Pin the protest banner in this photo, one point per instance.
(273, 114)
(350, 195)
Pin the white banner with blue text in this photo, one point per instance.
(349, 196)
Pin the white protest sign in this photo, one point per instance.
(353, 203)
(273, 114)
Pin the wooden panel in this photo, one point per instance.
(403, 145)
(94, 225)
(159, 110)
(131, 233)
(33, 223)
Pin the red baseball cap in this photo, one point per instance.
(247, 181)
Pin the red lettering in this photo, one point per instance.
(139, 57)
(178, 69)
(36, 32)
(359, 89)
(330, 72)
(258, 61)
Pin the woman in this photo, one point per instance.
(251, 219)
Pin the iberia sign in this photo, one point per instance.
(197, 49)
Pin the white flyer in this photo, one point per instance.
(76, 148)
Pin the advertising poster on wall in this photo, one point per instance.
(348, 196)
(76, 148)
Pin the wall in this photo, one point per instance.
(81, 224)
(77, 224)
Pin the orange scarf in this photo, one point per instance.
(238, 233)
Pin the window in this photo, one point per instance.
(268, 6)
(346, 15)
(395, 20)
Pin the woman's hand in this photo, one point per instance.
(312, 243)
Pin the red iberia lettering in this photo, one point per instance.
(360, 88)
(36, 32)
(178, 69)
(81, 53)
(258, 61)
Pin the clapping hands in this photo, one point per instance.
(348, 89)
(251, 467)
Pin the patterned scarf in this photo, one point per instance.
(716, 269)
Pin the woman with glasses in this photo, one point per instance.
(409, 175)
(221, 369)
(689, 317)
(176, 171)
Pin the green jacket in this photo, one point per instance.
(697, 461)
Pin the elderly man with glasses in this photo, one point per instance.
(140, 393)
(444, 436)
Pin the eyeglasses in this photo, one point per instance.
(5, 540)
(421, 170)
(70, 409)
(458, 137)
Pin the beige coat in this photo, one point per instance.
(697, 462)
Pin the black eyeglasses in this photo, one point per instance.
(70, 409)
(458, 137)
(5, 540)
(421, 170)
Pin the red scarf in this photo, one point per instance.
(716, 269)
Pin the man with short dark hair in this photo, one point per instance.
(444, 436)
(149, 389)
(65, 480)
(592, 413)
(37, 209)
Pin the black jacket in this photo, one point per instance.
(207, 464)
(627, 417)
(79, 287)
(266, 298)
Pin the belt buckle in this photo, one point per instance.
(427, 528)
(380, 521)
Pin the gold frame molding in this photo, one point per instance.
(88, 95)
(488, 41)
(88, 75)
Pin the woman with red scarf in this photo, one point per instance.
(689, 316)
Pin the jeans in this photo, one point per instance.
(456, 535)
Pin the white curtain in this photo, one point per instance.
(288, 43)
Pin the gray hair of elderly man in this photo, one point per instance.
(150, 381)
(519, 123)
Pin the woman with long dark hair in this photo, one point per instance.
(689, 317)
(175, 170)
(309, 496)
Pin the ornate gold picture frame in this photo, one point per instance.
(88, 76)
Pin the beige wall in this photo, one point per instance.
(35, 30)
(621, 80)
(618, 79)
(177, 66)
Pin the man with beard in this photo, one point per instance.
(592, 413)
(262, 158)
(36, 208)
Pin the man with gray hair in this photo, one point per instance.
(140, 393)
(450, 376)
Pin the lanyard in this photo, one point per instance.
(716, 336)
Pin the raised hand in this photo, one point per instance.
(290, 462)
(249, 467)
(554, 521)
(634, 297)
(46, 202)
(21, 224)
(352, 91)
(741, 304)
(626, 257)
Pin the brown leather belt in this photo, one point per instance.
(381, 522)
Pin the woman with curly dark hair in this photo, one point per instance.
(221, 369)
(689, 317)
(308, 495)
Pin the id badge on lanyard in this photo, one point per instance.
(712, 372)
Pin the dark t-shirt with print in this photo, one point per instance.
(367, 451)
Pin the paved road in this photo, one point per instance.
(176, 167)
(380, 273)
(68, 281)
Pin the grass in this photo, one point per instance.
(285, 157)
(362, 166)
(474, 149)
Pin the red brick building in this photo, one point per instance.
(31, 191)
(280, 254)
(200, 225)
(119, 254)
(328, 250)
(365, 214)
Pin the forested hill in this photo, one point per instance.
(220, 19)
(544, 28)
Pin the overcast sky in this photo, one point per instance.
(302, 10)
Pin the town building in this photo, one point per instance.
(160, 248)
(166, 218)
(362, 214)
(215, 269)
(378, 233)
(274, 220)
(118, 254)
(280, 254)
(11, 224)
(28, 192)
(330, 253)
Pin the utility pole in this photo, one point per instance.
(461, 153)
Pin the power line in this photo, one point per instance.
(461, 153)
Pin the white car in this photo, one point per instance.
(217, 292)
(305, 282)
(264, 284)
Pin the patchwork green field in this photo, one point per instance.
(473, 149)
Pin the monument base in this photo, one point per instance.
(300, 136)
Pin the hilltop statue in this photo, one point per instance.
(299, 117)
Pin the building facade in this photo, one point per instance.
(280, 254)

========================

▶ _WHAT TO WORK ON_
Reproduce the data above in full. Leave nothing out.

▶ _SOLUTION_
Pin the protest banner in this photo, one point per instance.
(273, 114)
(350, 195)
Pin the white banner with blue text in this photo, one point per instance.
(349, 196)
Pin the white protest sign in this photo, one point per instance.
(353, 203)
(273, 114)
Pin the wooden panel in this photo, one point per instance.
(403, 145)
(94, 225)
(159, 110)
(131, 233)
(33, 223)
Pin the red baseball cap in this photo, one point per instance.
(247, 181)
Pin the red lettering in this photo, one point per instance.
(139, 57)
(178, 69)
(36, 32)
(359, 89)
(330, 72)
(258, 61)
Pin the woman in this photo, one point per instance.
(251, 219)
Pin the iberia sign in this photo, one point per instance.
(197, 49)
Pin the white flyer in this photo, one point per instance.
(76, 148)
Pin the advertising poster on wall in this photo, one point per instance.
(348, 196)
(76, 148)
Pin the wall in this photo, one point per instance.
(81, 224)
(77, 224)
Pin the orange scarf in this photo, one point per instance.
(238, 233)
Pin the window in this photo, one point per instance.
(268, 6)
(346, 15)
(395, 20)
Pin the woman's hand in this photo, one point per instance.
(312, 243)
Pin the red iberia lettering in this photo, one point per instance.
(360, 88)
(36, 32)
(178, 69)
(81, 53)
(258, 61)
Pin the clapping hands in this photo, one point per instance.
(348, 89)
(251, 467)
Pin the patterned scarf in this photo, one point per instance.
(716, 269)
Pin the woman with glasses in this photo, one point per instance.
(409, 175)
(221, 369)
(689, 317)
(176, 171)
Pin the green jacket in this photo, one point per instance.
(697, 461)
Pin the elderly man with glasses in this photo, one point per instance.
(140, 393)
(444, 436)
Pin the eyeglasses in this photo, one point per instance.
(5, 540)
(421, 170)
(70, 409)
(458, 137)
Pin the beige coat in this photo, one point per instance.
(697, 462)
Pin the black eyeglasses in this photo, one point per instance.
(70, 409)
(458, 137)
(5, 540)
(421, 170)
Pin the red scarf in this photo, one point per instance.
(716, 269)
Pin the man with short dark hair in this photo, one point per instance.
(444, 436)
(149, 389)
(65, 480)
(592, 413)
(37, 209)
Pin the black jacket in this photo, one point per instance.
(207, 464)
(627, 417)
(79, 287)
(266, 298)
Pin the belt buckle in this photo, one point per instance.
(427, 528)
(380, 521)
Pin the gold frame molding in this photo, one point per instance.
(88, 95)
(488, 41)
(88, 75)
Pin the woman with red scarf in this photo, one point per instance.
(689, 316)
Pin the jeans in this photo, one point per instance.
(456, 535)
Pin the white curtain in this photo, one point per instance.
(288, 43)
Pin the gray hair of elderly man in this photo, one point per instance.
(150, 381)
(519, 123)
Pin the woman with long dark hair in this photo, one point per instance.
(689, 317)
(175, 170)
(309, 496)
Pin the ornate gold picture frame in this photo, one point per instance.
(88, 76)
Pin the beige wall in this photo, one point per instance.
(35, 30)
(621, 80)
(618, 79)
(177, 66)
Pin the man with beard in this photo, one point per instance.
(592, 413)
(262, 158)
(36, 208)
Pin the man with gray hair in this photo, one point per instance.
(140, 393)
(450, 376)
Pin the lanyard in this photo, one point per instance.
(716, 336)
Pin the raised hand in this photo, one point per instance.
(290, 462)
(249, 467)
(554, 521)
(634, 297)
(46, 202)
(21, 224)
(352, 91)
(741, 304)
(626, 257)
Pin the brown leather belt in this photo, one point per instance.
(381, 522)
Pin the woman with curly dark hair in this photo, one point per instance.
(221, 369)
(689, 317)
(308, 495)
Pin the id badge on lanyard in this photo, one point per instance.
(712, 372)
Pin the dark t-shirt with print in this photo, one point per instance.
(367, 451)
Pin the paved road in this photo, one point per instance.
(176, 167)
(380, 273)
(68, 281)
Pin the grass in this photo, one point per instance.
(285, 157)
(362, 166)
(474, 149)
Pin the red brick building in this photo, one point per instance.
(31, 191)
(280, 254)
(200, 225)
(119, 254)
(328, 250)
(365, 214)
Pin the forested hill in this photo, one point per instance.
(220, 19)
(544, 28)
Pin the overcast sky in this photo, one point per instance.
(302, 10)
Pin the town building in this photo, one point per instance.
(160, 248)
(166, 218)
(362, 214)
(215, 269)
(378, 233)
(274, 220)
(118, 254)
(280, 254)
(11, 224)
(28, 192)
(330, 253)
Pin the utility pole in this photo, one point per instance.
(461, 153)
Pin the power line in this photo, one point per instance.
(461, 153)
Pin the white car in this photo, one point per instance.
(217, 292)
(305, 282)
(264, 284)
Pin the patchwork green field in this photo, one point per instance.
(473, 149)
Pin the monument base in this photo, one point per instance.
(300, 136)
Pin the hilltop statue in this photo, one point per instance.
(299, 117)
Pin the building facade in this photo, one point per instance.
(280, 254)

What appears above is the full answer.